ANDA Applicant Dismissed for Lack of Venue Under § 1400(b) as District of New Jersey Departs from its own and the District of Delaware’s Prior Rulings
Wednesday, August 21, 2019

On August 13, 2019, the United States District Court for the District of New Jersey, in Valeant Pharmaceuticals N. Am. LLC v. Mylan Pharmaceuticals Inc., No. 18-cv-14305, held that venue was not proper in New Jersey over Mylan in a patent infringement action arising from Mylan’s submission of an Abbreviated New Drug Application (“ANDA”) seeking approval to market a generic version of the drug, Jublia®.

Following Mylan Pharmaceuticals Inc.’s ANDA submission to FDA, plaintiffs, Valeant Pharmaceuticals, Dow Pharmaceutical Sciences, and Kaken Pharmaceutical Co., sued Mylan Pharmaceuticals Inc. (“MPI”) along with its parent corporation, Mylan Inc., and its sister corporation, Mylan Laboratories Ltd. (“MLL”), for patent infringement under the Hatch-Waxman Act in the District of New Jersey. Plaintiffs subsequently filed an identical protective suit against the Mylan defendants in Northern District of West Virginia, which that court stayed pending the resolution of the Mylan entities’ motion to dismiss for lack of venue under the patent venue statute, 28 U.S.C. § 1400(b). The Mylan entities argued that venue is not appropriate under § 1400(b) because no defendant resides in New Jersey, and no act of infringement under the Hatch-Waxman Act has yet occurred in that state because MPI filed the ANDA from West Virginia with FDA in Maryland.

Despite the presence of at least one Mylan subsidiary and employees in New Jersey, not named as defendants in the instant suit, plaintiffs did not argue under the first prong of § 1400(b) that any of the named Mylan defendants resides (i.e., is incorporated) in New Jersey. MPI is incorporated and headquartered in West Virginia, Mylan Inc. is incorporated in Pennsylvania, and MLL is incorporated and located in India. Instead, plaintiffs argued that Mylan satisfied the second prong of § 1400(b) by committing an act of patent infringement in New Jersey and having a regular and established place of business in the state. Plaintiffs pointed to the District of Delaware’s decision in Bristol-Myers Squibb v. Mylan, No. 17-cv-00379 (see our prior coverage of a subsequent ruling on the “regular and established place of business” § 1400(b) element in that case, here) and the District of New Jersey’s holding in Celgene v. Hetero Labs, No. 17-cv-03387 which found that the Hatch-Waxman Act’s focus on future patent infringement following approval of a generic drug makes it appropriate to include an alleged Hatch-Waxman infringer’s future acts in a venue analysis. Thus, the plaintiffs reasoned that it is appropriate to consider the alleged infringer’s future intent to sell its ANDA product throughout the United States, including in New Jersey, when analyzing venue under the second prong of § 1400(b).

## [EXERCISE DESCRIPTION]
From the article on the ANDA venue ruling, copy word for word the passage starting with "ANDA Applicant Dismissed" and going on through "the drug, Jublia®.". You won't need the material that comes next.

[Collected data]

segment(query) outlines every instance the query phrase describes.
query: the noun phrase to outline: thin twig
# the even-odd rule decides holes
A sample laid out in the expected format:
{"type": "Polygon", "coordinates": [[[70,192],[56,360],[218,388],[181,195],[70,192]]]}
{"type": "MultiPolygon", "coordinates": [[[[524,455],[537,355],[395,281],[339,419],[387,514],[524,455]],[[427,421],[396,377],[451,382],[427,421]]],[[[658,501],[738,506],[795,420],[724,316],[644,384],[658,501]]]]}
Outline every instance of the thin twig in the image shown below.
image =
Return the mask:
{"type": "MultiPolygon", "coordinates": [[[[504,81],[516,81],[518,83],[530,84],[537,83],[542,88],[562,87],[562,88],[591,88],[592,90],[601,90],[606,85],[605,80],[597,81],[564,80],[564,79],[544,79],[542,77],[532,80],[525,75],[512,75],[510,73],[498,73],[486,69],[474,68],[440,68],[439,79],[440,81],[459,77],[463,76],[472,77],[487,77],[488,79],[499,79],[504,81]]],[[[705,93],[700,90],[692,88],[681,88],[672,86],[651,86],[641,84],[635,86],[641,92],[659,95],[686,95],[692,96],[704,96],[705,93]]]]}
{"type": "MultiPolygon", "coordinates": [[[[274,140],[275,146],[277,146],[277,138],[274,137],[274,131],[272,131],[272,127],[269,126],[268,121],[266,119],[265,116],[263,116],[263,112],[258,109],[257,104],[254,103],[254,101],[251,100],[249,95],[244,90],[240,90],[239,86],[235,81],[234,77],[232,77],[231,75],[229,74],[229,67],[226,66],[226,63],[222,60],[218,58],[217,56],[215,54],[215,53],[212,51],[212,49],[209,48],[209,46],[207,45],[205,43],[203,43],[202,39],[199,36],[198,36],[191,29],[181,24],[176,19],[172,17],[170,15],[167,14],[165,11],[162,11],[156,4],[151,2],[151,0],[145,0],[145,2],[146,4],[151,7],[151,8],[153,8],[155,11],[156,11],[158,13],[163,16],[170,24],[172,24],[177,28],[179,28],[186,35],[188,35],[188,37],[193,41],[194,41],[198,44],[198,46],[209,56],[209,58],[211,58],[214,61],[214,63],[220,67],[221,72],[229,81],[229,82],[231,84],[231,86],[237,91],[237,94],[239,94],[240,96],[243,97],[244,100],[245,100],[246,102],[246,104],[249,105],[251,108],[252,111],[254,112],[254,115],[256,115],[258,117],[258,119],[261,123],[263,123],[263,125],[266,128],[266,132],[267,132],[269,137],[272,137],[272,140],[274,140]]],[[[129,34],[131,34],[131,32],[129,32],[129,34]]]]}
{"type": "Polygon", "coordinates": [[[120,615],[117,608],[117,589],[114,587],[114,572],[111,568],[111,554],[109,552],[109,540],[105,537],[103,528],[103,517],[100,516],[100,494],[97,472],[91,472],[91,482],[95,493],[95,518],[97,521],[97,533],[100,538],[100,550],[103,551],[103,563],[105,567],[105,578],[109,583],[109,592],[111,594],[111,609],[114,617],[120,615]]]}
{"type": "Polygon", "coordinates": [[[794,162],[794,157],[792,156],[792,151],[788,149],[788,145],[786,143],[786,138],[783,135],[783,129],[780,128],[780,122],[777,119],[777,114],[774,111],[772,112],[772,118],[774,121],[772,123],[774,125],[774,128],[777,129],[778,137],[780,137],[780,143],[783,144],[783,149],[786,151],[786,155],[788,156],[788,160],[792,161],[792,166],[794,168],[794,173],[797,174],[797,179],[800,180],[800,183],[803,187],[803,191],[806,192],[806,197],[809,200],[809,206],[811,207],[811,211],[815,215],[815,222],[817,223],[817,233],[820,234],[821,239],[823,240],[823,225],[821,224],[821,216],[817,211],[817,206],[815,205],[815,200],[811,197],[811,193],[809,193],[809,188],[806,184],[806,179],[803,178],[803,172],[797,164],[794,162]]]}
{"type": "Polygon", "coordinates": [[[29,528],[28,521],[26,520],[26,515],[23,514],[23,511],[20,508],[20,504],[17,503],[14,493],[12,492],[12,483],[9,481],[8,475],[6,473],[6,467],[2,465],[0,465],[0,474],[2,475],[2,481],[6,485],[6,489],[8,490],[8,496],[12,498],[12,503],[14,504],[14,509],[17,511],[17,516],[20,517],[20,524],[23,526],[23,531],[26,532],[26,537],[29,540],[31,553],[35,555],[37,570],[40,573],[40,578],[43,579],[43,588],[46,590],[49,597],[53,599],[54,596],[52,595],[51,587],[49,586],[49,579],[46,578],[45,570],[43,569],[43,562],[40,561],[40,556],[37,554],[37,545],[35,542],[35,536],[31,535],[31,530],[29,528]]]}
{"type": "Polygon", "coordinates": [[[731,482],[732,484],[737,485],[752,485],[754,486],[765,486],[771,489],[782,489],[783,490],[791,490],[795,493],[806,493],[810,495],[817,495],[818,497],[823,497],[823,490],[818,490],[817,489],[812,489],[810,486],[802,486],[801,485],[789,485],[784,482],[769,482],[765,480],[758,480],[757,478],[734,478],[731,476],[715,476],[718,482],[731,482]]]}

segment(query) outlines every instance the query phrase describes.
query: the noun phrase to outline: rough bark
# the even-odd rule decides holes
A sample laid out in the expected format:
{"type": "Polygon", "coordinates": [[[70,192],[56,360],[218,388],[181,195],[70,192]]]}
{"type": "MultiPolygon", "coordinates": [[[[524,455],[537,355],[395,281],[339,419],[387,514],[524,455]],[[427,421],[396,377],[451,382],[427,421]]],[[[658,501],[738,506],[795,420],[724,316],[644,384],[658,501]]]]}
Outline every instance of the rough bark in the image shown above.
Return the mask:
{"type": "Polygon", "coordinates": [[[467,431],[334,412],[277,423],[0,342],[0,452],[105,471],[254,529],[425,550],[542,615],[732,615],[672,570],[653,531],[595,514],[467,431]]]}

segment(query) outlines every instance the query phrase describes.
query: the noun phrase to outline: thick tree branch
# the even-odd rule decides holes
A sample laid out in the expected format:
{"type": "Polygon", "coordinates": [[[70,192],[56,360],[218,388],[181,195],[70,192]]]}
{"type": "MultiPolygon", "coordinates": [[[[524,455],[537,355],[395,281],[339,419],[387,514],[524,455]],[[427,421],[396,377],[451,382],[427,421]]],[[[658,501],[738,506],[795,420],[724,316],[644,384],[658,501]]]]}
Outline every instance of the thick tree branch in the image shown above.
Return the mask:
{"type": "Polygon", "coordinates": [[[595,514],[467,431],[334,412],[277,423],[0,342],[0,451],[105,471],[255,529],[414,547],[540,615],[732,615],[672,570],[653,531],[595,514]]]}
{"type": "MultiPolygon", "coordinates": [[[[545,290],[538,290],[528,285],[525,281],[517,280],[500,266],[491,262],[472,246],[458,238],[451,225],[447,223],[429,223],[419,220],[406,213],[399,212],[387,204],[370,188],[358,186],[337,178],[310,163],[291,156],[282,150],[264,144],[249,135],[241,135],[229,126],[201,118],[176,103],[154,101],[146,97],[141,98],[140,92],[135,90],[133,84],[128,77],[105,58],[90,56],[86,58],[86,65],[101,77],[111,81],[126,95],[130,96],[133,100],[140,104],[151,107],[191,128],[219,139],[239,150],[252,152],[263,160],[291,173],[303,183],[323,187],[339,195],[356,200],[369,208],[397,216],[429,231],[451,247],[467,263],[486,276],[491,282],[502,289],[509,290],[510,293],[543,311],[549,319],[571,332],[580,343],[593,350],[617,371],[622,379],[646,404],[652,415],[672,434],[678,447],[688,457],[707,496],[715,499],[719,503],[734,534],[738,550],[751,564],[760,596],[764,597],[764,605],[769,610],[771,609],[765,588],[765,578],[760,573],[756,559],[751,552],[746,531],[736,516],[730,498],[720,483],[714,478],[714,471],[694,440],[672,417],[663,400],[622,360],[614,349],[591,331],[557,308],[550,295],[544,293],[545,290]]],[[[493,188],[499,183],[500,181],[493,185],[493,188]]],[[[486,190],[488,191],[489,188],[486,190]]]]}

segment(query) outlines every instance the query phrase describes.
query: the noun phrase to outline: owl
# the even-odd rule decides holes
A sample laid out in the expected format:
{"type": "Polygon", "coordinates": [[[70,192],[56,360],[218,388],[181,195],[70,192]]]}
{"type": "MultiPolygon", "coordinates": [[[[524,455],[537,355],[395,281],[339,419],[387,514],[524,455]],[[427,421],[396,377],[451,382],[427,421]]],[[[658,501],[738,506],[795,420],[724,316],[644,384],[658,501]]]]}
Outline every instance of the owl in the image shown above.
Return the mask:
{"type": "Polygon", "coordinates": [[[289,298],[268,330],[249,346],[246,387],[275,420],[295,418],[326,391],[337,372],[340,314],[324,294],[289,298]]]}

## [TASK ANSWER]
ANDA Applicant Dismissed for Lack of Venue Under § 1400(b) as District of New Jersey Departs from its own and the District of Delaware’s Prior Rulings
Wednesday, August 21, 2019

On August 13, 2019, the United States District Court for the District of New Jersey, in Valeant Pharmaceuticals N. Am. LLC v. Mylan Pharmaceuticals Inc., No. 18-cv-14305, held that venue was not proper in New Jersey over Mylan in a patent infringement action arising from Mylan’s submission of an Abbreviated New Drug Application (“ANDA”) seeking approval to market a generic version of the drug, Jublia®.